--- Prompt ---
Please count how many lines of the records below contain the string “curved” with matching case, and give only that number.

--- Records from a data collection ---
* * * *

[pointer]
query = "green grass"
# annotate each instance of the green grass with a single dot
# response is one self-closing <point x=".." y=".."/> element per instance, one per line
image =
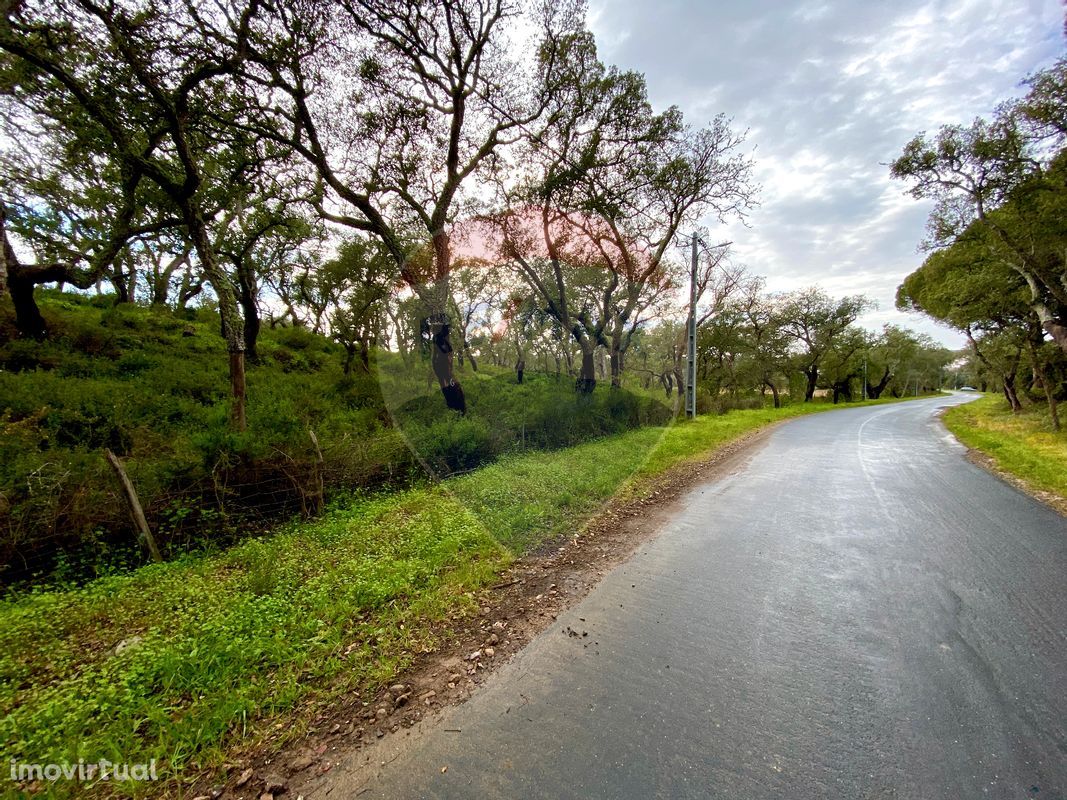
<point x="221" y="646"/>
<point x="1023" y="445"/>
<point x="150" y="384"/>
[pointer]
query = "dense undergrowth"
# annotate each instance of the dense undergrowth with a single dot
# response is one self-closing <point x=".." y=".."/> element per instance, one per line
<point x="180" y="661"/>
<point x="150" y="385"/>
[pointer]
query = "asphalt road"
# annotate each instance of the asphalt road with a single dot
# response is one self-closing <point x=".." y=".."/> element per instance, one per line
<point x="857" y="612"/>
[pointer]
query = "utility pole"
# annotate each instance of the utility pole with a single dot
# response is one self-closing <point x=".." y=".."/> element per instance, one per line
<point x="690" y="383"/>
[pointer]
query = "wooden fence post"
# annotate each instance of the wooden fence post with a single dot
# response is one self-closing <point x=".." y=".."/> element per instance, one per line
<point x="319" y="479"/>
<point x="137" y="513"/>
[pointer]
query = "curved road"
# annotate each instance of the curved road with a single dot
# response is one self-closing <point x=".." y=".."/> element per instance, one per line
<point x="856" y="612"/>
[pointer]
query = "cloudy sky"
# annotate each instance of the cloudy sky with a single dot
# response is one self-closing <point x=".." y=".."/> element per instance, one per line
<point x="829" y="93"/>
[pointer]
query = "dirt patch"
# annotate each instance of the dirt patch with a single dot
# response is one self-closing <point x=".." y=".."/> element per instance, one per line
<point x="362" y="732"/>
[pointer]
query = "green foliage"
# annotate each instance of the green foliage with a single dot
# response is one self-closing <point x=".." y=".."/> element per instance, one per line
<point x="150" y="385"/>
<point x="182" y="660"/>
<point x="1023" y="445"/>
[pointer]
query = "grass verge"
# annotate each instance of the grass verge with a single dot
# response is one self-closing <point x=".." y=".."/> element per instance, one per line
<point x="1022" y="445"/>
<point x="181" y="661"/>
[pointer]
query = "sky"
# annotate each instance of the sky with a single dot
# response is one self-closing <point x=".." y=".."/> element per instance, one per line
<point x="829" y="93"/>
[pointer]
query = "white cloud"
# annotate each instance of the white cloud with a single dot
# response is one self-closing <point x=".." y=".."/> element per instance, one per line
<point x="830" y="92"/>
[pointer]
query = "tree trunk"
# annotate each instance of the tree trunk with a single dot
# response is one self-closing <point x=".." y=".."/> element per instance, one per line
<point x="232" y="323"/>
<point x="587" y="374"/>
<point x="442" y="353"/>
<point x="812" y="373"/>
<point x="874" y="392"/>
<point x="1010" y="394"/>
<point x="247" y="294"/>
<point x="28" y="318"/>
<point x="775" y="394"/>
<point x="616" y="362"/>
<point x="1041" y="374"/>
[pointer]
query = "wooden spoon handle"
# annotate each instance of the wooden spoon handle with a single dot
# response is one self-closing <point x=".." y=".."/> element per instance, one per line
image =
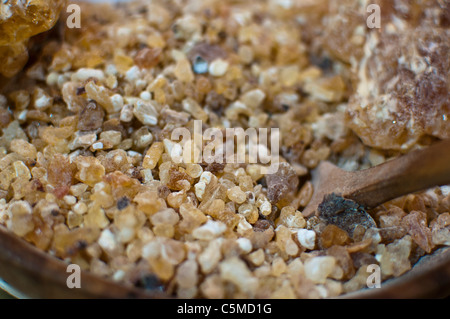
<point x="413" y="172"/>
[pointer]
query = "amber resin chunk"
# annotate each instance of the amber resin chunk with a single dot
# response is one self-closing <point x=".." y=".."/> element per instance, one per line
<point x="21" y="20"/>
<point x="93" y="169"/>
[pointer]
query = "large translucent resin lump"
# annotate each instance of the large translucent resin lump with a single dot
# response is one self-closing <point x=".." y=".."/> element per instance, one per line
<point x="20" y="20"/>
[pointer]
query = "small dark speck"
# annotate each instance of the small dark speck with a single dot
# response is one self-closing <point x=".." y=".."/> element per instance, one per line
<point x="122" y="203"/>
<point x="150" y="282"/>
<point x="80" y="90"/>
<point x="81" y="244"/>
<point x="222" y="35"/>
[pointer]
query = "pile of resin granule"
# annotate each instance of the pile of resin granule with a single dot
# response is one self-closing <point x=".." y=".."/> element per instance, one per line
<point x="86" y="172"/>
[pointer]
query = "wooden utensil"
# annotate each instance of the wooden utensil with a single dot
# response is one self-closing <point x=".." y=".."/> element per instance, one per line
<point x="37" y="274"/>
<point x="415" y="171"/>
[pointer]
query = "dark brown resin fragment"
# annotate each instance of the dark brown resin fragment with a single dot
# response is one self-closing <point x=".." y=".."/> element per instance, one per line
<point x="344" y="213"/>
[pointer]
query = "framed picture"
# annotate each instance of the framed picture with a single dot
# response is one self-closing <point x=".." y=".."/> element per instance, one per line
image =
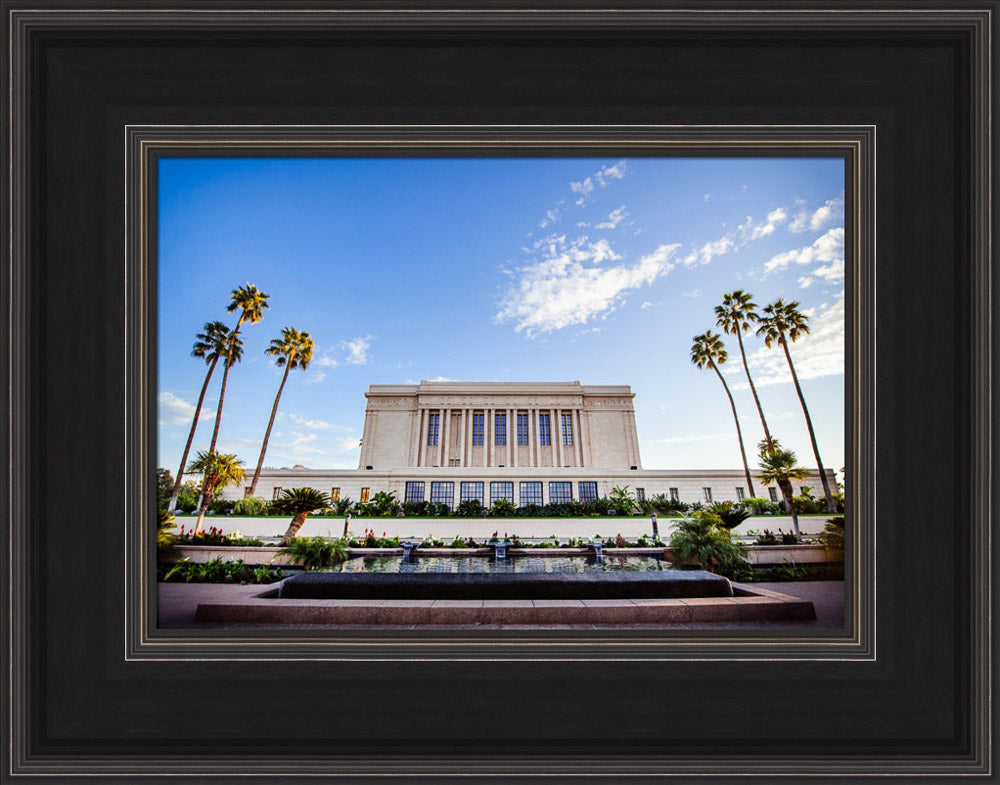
<point x="99" y="98"/>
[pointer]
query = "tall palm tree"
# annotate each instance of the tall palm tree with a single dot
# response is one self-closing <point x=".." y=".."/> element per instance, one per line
<point x="778" y="466"/>
<point x="251" y="302"/>
<point x="210" y="346"/>
<point x="218" y="471"/>
<point x="708" y="352"/>
<point x="300" y="502"/>
<point x="293" y="350"/>
<point x="783" y="322"/>
<point x="737" y="312"/>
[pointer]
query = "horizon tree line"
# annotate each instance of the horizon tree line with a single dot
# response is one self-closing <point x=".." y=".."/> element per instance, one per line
<point x="777" y="324"/>
<point x="218" y="342"/>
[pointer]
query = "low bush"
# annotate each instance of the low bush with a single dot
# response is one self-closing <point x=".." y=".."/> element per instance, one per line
<point x="218" y="571"/>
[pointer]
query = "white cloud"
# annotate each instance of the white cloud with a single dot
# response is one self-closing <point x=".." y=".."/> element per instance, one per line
<point x="176" y="411"/>
<point x="571" y="286"/>
<point x="317" y="425"/>
<point x="357" y="350"/>
<point x="615" y="217"/>
<point x="586" y="187"/>
<point x="818" y="354"/>
<point x="828" y="249"/>
<point x="816" y="220"/>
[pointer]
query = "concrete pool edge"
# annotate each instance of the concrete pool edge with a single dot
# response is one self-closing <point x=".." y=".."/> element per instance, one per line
<point x="760" y="605"/>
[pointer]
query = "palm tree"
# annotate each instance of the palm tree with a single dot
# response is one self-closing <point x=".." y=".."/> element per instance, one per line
<point x="778" y="466"/>
<point x="293" y="350"/>
<point x="218" y="471"/>
<point x="783" y="322"/>
<point x="300" y="502"/>
<point x="737" y="312"/>
<point x="251" y="303"/>
<point x="708" y="351"/>
<point x="210" y="346"/>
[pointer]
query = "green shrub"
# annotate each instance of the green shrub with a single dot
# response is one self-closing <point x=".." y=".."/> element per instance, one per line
<point x="315" y="553"/>
<point x="218" y="571"/>
<point x="702" y="537"/>
<point x="251" y="505"/>
<point x="730" y="515"/>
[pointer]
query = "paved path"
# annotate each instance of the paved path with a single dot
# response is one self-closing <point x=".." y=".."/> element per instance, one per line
<point x="177" y="603"/>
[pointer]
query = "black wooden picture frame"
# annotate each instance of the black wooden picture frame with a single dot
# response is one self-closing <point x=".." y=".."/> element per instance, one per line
<point x="94" y="692"/>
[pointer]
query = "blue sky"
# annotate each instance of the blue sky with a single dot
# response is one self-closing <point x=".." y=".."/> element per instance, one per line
<point x="500" y="269"/>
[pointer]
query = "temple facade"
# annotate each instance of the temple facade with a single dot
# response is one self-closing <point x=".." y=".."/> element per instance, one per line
<point x="528" y="443"/>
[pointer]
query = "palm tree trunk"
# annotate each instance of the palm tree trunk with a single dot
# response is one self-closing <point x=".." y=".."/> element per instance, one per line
<point x="267" y="433"/>
<point x="739" y="432"/>
<point x="830" y="506"/>
<point x="753" y="389"/>
<point x="218" y="419"/>
<point x="293" y="528"/>
<point x="786" y="491"/>
<point x="202" y="506"/>
<point x="187" y="447"/>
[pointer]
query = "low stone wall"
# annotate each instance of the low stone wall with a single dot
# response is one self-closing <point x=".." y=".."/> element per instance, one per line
<point x="756" y="554"/>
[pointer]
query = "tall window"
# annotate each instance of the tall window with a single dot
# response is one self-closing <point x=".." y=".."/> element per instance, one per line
<point x="522" y="429"/>
<point x="531" y="493"/>
<point x="588" y="491"/>
<point x="501" y="490"/>
<point x="443" y="493"/>
<point x="567" y="429"/>
<point x="544" y="432"/>
<point x="414" y="492"/>
<point x="472" y="491"/>
<point x="560" y="492"/>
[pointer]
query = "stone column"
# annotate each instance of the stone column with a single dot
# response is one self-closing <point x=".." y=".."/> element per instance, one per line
<point x="445" y="436"/>
<point x="464" y="436"/>
<point x="556" y="432"/>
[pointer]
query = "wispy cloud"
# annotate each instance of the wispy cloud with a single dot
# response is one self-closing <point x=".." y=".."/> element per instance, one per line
<point x="827" y="249"/>
<point x="615" y="217"/>
<point x="815" y="220"/>
<point x="586" y="187"/>
<point x="318" y="425"/>
<point x="174" y="410"/>
<point x="357" y="350"/>
<point x="570" y="285"/>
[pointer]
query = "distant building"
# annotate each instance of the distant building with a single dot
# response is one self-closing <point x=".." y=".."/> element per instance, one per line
<point x="529" y="443"/>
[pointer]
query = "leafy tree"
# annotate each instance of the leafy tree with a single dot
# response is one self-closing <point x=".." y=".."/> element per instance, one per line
<point x="300" y="502"/>
<point x="208" y="346"/>
<point x="708" y="352"/>
<point x="778" y="466"/>
<point x="315" y="553"/>
<point x="702" y="537"/>
<point x="783" y="322"/>
<point x="218" y="471"/>
<point x="730" y="515"/>
<point x="736" y="314"/>
<point x="621" y="500"/>
<point x="292" y="350"/>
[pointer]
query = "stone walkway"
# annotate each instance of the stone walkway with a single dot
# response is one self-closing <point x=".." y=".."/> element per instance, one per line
<point x="178" y="602"/>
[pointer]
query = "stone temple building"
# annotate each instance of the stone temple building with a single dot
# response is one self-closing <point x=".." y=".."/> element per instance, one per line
<point x="529" y="443"/>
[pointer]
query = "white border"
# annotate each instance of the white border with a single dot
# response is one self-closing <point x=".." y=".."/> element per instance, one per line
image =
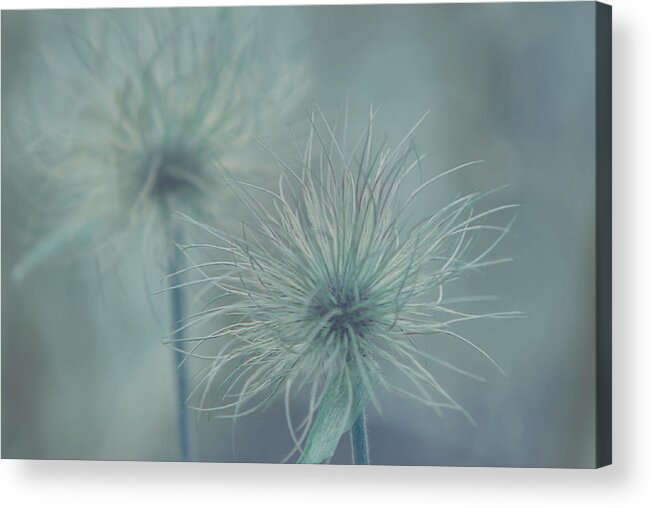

* * * *

--- Worked solution ---
2